> _Work request A_:
Answer these from the Peter Ury text:
(i) What was Ury's new home in England initially supposed to serve as?
(ii) Who shared an apartment with Ury during this time?
(iii) In which city did Ury meet his future wife Sylvia?
> _Work request B_:
Please turn the paragraph of the Peter Ury text that opens "Peter Ury's new home in England" into a short bulleted list that keeps its main facts.

> _Excerpted text_:
Peter Ury's new home in England was initially to serve as a stopover until the war would end. He could not have known that he would spend the rest of his life there. So while Ury was now trying to find his way in England with a new job, he was also going through an identity crisis musically: in his lyrics as well as in his music he processed his escape from Germany as well as his religious origins. During this time, Peter Ury lived in a shared apartment with what would later become his most important friend and professional colleague, the theater director Peter Zadek. This resulted in many joint projects in which Ury concentrated on music and Zadek on dramaturgy. Ury met his future wife Sylvia in London, and their joint family foundation strengthened their bond with their new home.

> _Provided data_:
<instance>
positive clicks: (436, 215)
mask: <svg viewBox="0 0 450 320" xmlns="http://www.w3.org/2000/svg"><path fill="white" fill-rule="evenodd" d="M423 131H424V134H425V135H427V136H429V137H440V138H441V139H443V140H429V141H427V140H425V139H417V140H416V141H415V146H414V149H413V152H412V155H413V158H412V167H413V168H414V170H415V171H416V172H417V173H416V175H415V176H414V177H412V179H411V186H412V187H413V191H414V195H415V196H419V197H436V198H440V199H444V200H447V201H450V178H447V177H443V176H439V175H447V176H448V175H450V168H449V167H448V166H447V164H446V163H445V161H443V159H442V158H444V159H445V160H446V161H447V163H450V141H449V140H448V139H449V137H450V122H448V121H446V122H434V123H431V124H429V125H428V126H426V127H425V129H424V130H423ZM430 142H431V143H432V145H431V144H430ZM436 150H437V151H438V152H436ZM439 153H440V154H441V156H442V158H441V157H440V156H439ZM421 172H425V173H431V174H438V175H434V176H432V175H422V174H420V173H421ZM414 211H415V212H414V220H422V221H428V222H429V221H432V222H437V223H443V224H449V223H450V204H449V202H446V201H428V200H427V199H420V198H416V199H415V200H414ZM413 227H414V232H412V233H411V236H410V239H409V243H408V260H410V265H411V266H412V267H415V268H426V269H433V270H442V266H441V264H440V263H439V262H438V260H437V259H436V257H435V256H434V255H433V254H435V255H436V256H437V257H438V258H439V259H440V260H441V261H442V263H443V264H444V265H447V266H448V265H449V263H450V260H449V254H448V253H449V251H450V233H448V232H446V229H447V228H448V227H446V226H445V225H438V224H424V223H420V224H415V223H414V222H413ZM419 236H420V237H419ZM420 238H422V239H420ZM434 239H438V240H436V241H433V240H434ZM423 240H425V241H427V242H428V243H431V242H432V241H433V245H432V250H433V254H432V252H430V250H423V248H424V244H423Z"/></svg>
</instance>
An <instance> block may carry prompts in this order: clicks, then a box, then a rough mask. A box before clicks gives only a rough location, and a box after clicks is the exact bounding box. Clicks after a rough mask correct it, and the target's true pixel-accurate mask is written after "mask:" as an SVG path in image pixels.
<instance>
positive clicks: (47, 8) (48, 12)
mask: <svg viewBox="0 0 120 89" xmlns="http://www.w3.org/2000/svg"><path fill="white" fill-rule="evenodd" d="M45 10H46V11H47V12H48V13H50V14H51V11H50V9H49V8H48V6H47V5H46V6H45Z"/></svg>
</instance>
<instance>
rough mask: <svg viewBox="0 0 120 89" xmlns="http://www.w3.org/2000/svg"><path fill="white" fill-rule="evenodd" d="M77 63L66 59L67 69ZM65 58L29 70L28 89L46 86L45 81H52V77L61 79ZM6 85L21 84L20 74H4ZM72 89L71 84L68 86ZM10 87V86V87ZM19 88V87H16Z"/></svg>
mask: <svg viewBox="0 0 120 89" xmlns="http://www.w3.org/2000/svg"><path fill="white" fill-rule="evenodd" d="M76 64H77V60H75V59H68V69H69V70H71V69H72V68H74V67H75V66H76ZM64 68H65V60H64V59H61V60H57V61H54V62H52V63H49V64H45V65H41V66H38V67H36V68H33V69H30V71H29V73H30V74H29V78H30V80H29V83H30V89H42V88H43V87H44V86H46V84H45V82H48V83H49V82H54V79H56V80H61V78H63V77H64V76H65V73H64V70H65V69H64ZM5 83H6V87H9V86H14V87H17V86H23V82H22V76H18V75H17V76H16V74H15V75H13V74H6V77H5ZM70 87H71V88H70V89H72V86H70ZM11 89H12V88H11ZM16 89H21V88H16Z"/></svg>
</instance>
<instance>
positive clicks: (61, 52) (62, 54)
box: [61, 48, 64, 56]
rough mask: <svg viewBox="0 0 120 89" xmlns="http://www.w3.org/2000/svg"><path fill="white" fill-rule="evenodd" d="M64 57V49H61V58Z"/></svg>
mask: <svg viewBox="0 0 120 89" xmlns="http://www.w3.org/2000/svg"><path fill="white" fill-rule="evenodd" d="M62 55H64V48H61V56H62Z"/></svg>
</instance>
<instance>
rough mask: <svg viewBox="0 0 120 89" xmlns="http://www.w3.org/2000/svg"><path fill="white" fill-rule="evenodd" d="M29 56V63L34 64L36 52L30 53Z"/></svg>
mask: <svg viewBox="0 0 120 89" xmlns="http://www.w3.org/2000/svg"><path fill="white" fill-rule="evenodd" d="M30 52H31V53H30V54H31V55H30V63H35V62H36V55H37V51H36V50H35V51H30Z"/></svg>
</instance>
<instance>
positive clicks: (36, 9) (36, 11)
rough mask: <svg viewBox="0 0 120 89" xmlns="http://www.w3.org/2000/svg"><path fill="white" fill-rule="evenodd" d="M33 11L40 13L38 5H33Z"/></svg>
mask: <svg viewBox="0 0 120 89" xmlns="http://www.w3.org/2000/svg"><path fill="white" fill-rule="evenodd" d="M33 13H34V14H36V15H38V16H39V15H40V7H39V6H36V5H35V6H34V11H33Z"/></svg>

> _Exercise answer A_:
(i) A stopover until the war would end.
(ii) The theater director Peter Zadek.
(iii) London.

> _Exercise answer B_:
- Ury's new home in England was first meant as a stopover until the war ended, but he spent the rest of his life there.
- While finding his way in England with a new job, he went through a musical identity crisis, working through his escape from Germany and his religious origins in his lyrics and music.
- He shared an apartment with theater director Peter Zadek, who became his most important friend and colleague.
- Their many joint projects had Ury focusing on music and Zadek on dramaturgy.
- Ury met his future wife Sylvia in London, and starting a family strengthened their bond with their new home.